** Your task **
Starting with the line that has "flag sticker on" in it, repeat every line through the last one, word for word, and give nothing more.

########################################

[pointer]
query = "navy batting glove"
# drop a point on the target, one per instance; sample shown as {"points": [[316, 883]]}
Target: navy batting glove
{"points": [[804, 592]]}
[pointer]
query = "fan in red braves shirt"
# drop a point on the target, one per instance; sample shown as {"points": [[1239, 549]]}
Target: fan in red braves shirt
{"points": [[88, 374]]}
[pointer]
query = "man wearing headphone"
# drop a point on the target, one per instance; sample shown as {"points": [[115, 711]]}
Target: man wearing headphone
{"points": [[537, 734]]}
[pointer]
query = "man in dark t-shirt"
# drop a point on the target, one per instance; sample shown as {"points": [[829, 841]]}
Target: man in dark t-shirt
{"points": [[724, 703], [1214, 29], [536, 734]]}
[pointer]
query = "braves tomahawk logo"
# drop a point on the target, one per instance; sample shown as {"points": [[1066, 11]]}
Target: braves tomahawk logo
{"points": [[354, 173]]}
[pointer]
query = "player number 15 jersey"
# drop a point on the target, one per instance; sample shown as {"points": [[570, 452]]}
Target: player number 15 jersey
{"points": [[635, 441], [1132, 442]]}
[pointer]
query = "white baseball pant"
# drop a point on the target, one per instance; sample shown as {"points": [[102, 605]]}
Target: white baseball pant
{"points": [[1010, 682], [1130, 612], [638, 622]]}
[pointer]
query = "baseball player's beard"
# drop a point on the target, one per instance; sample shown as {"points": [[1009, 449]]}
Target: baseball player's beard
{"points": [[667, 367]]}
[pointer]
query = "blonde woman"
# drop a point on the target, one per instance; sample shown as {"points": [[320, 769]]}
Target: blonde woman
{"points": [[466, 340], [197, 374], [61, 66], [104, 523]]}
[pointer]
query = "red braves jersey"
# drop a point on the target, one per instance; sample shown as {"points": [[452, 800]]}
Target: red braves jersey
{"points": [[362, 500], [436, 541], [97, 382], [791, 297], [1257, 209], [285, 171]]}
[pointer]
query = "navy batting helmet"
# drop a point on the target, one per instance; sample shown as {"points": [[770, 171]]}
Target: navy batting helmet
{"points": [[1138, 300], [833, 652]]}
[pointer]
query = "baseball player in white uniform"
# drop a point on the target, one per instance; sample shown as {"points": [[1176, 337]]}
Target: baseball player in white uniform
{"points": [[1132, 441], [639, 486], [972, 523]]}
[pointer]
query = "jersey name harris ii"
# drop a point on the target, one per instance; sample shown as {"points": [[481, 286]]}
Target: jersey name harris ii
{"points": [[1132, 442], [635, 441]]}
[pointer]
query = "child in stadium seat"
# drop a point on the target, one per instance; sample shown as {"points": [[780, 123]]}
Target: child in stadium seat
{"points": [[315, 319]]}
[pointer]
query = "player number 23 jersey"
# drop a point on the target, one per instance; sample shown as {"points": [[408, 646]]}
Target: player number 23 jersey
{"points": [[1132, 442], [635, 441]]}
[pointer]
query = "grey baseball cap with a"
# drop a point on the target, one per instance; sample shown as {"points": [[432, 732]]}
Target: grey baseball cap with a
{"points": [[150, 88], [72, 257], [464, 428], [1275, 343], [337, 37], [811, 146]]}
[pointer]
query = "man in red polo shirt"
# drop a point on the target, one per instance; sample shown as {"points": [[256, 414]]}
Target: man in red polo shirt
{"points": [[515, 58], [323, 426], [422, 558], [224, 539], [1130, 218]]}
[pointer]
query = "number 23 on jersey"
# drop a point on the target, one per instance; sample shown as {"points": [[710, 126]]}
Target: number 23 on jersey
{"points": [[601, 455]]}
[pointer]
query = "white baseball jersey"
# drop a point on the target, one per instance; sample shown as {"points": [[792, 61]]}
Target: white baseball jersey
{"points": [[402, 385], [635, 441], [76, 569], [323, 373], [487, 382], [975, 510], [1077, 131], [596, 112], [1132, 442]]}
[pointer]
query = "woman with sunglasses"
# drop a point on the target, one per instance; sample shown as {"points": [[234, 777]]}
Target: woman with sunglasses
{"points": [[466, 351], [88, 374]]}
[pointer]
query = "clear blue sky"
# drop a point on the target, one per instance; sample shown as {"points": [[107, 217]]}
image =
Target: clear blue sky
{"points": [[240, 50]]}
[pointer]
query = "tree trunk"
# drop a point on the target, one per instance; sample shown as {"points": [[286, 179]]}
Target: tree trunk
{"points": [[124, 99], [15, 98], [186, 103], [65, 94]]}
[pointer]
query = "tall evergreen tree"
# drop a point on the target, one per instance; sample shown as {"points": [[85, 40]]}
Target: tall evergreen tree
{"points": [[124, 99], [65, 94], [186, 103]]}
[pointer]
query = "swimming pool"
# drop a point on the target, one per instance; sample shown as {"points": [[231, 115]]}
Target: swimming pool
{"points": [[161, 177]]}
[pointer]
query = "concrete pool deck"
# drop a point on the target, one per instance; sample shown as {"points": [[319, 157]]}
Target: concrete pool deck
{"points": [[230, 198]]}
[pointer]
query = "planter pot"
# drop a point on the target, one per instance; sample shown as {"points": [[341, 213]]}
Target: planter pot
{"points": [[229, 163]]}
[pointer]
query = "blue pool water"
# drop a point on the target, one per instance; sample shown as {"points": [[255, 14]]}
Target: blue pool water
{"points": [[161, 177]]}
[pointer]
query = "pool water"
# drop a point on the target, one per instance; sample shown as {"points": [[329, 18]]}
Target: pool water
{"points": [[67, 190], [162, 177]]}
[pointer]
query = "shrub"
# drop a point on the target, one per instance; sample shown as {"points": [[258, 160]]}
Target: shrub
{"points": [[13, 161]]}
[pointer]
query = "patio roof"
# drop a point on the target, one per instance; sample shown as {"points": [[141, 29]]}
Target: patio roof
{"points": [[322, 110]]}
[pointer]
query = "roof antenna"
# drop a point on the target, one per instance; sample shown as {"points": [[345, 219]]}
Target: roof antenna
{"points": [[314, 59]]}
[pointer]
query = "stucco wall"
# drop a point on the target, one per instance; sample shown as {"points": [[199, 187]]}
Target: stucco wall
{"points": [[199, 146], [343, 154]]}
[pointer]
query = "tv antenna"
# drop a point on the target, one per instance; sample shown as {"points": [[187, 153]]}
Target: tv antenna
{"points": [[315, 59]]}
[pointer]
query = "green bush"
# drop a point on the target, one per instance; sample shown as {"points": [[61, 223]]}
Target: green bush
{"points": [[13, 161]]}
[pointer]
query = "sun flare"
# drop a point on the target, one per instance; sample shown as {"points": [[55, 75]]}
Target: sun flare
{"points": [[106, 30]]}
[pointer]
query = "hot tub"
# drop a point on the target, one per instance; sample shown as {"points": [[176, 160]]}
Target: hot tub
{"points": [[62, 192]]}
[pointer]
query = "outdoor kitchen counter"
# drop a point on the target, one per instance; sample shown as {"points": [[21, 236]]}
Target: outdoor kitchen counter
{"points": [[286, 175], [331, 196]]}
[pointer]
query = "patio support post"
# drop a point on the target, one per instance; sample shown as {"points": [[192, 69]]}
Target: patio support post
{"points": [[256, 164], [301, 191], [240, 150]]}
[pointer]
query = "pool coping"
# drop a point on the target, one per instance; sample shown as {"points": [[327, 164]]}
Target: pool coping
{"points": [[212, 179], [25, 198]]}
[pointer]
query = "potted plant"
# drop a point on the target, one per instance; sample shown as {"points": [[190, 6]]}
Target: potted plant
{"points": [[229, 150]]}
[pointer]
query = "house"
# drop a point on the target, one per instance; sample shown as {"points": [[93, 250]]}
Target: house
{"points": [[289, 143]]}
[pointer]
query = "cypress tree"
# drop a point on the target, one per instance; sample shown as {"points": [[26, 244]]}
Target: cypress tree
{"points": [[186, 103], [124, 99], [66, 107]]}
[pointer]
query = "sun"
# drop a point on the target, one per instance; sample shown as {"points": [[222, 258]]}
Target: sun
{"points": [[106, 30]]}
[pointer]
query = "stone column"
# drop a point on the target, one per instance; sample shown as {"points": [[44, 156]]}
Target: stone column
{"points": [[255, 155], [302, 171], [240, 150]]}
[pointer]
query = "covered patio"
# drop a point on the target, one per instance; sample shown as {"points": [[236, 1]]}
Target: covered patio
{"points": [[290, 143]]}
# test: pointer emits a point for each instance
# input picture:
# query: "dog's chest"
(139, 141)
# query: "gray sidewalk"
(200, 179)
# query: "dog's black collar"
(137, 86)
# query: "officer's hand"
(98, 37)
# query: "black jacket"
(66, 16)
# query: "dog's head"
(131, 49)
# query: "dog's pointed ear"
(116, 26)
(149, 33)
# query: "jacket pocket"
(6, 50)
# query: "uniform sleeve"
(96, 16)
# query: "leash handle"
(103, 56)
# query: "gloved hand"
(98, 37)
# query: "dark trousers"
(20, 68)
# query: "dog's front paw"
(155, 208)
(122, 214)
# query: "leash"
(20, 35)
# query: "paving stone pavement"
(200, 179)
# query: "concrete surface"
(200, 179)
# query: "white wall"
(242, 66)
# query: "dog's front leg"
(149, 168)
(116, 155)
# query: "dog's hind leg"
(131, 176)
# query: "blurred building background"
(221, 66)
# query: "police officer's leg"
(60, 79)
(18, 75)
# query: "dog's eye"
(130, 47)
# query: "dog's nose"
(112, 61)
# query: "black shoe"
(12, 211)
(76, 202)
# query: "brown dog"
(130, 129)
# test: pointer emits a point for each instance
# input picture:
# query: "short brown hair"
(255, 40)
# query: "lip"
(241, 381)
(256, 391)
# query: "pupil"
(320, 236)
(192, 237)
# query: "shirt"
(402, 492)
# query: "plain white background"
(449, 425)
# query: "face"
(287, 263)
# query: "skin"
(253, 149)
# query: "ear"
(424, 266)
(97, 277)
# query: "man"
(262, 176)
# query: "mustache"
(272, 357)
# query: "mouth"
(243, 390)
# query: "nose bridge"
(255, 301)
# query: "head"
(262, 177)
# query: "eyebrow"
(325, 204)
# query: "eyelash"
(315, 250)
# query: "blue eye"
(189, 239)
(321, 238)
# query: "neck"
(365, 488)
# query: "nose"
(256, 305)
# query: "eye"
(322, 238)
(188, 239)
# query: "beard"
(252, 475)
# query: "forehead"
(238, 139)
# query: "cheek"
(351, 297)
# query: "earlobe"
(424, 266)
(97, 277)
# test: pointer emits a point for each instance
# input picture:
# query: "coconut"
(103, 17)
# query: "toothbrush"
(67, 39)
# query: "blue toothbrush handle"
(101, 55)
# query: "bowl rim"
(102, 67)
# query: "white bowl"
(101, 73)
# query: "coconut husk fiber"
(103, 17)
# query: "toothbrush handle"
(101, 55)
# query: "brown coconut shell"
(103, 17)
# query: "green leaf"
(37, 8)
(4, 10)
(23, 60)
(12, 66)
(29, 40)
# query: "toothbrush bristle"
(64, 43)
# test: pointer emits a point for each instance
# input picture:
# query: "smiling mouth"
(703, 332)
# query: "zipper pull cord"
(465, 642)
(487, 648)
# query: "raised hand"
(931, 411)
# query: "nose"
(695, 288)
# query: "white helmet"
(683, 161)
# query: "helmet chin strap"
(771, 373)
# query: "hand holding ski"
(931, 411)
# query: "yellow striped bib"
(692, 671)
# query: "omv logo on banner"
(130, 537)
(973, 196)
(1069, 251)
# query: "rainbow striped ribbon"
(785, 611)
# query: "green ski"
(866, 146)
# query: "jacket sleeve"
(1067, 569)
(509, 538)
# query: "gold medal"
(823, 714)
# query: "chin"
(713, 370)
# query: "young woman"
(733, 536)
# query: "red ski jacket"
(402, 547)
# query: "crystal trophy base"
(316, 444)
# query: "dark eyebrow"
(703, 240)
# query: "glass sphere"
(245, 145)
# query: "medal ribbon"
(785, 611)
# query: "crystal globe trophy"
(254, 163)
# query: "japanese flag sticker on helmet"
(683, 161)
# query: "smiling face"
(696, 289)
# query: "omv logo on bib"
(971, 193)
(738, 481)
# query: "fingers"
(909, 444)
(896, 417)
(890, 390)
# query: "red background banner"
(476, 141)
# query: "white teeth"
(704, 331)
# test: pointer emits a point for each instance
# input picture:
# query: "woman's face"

########################################

** Correct response **
# query: "japanese flag sticker on helmet"
(683, 161)
# query: "smiling face"
(696, 289)
# query: "omv logo on bib"
(971, 193)
(738, 481)
# query: "fingers"
(909, 444)
(896, 417)
(890, 390)
# query: "red background banner"
(476, 141)
# query: "white teeth"
(704, 331)
# test: pointer emits a point for each instance
# input picture:
# query: "woman's face"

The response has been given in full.